§ The request:
Rewrite every line of the records below as a Markdown table with two columns, Row and Line. Number each row and leave out blank lines.

§ Record extracts:
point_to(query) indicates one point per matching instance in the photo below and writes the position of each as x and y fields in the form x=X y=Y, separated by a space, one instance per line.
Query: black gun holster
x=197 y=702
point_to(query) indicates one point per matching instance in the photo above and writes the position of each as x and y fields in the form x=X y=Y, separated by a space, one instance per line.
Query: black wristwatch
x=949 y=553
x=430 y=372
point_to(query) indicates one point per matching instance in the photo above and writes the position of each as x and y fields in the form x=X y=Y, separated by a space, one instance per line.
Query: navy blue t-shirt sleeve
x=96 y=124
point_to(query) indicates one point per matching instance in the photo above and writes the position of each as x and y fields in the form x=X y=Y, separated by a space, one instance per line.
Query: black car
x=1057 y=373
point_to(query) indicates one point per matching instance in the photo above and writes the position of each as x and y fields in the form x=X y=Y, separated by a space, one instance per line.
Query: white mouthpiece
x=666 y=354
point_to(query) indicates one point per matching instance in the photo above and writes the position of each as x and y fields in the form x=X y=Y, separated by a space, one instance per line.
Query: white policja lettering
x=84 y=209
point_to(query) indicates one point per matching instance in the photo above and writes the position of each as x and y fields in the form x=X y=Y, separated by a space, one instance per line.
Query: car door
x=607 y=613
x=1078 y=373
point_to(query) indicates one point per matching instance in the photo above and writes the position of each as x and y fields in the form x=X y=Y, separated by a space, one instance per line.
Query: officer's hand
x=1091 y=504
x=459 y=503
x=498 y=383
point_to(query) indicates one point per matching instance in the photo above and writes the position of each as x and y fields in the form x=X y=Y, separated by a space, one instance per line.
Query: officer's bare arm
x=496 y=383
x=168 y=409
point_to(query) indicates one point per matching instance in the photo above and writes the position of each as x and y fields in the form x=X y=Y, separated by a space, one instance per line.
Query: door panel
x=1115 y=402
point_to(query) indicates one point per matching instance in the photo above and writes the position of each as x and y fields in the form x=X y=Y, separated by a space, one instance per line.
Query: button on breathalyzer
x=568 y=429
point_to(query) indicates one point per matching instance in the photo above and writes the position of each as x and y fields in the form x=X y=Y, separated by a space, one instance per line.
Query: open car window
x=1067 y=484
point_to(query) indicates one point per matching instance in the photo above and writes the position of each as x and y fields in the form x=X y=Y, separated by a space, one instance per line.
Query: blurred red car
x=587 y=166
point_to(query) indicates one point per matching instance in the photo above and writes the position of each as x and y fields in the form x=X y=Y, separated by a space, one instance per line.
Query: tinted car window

§ Final result:
| Row | Line |
|---|---|
| 1 | point_to(query) indicates one point per matching instance in the photo below and writes the position of each as x and y fields in the form x=X y=Y, separated by a space, one instance per line. |
| 2 | Query: black gun holster |
| 3 | x=197 y=702 |
| 4 | point_to(query) indicates one point per matching instance in the photo above and writes the position of each as x and y fields in the form x=X y=Y, separated by a space, one instance per line. |
| 5 | Query: black wristwatch |
| 6 | x=949 y=553 |
| 7 | x=430 y=372 |
| 8 | point_to(query) indicates one point per matching instance in the photo above and writes the position of each as x and y fields in the form x=X y=Y, separated by a space, one instance per line. |
| 9 | Query: navy blue t-shirt sleeve |
| 10 | x=96 y=124 |
| 11 | point_to(query) indicates one point per matching instance in the photo above and writes the position of each as x and y fields in the form x=X y=Y, separated by a space, one instance per line. |
| 12 | Query: black car |
| 13 | x=1057 y=373 |
| 14 | point_to(query) indicates one point per matching instance in the photo above and writes the position of each as x and y fields in the form x=X y=Y, separated by a space, one instance per line. |
| 15 | Query: white mouthpiece |
| 16 | x=666 y=354 |
| 17 | point_to(query) indicates one point per matching instance in the photo above and writes the position of each as x and y fields in the form x=X y=Y, separated by a space, one instance per line. |
| 18 | Query: white policja lettering |
| 19 | x=84 y=209 |
| 20 | point_to(query) indicates one point per matching instance in the photo above and writes the position of each as x and y fields in the form x=X y=Y, separated by a space, one instance per line. |
| 21 | Query: car door |
| 22 | x=607 y=613 |
| 23 | x=1078 y=373 |
| 24 | point_to(query) indicates one point per matching instance in the photo above and writes the position of each as x and y fields in the form x=X y=Y, separated by a space, one instance per line. |
| 25 | Query: officer's hand |
| 26 | x=1091 y=504 |
| 27 | x=459 y=503 |
| 28 | x=498 y=383 |
| 29 | point_to(query) indicates one point per matching instance in the photo above and writes the position of each as x and y fields in the form x=X y=Y, separated by a space, one instance per line. |
| 30 | Query: officer's bare arm |
| 31 | x=496 y=383 |
| 32 | x=168 y=409 |
| 33 | point_to(query) indicates one point per matching instance in the photo above and writes the position of each as x and y fields in the form x=X y=Y, separated by a space, one instance per line. |
| 34 | Query: door panel |
| 35 | x=1115 y=402 |
| 36 | point_to(query) indicates one point per matching instance in the photo above and writes the position of each as x and y fields in the form x=X y=Y, separated by a space, one instance per line. |
| 37 | Query: button on breathalyzer |
| 38 | x=568 y=429 |
| 39 | point_to(query) indicates one point per matching instance in the photo above and writes the position of each as x and y fields in the form x=X y=Y, separated by a space, one instance per line. |
| 40 | Query: open car window |
| 41 | x=1067 y=484 |
| 42 | point_to(query) indicates one point per matching instance in the photo above and writes the position of each as x and y fields in the form x=X y=Y, separated by a space, one instance per line. |
| 43 | Query: blurred red car |
| 44 | x=587 y=166 |
| 45 | point_to(query) indicates one point per matching instance in the photo above and writes the position of each as x and y fields in the form x=X y=Y, separated by a space, one instance per line. |
| 46 | Query: tinted car window |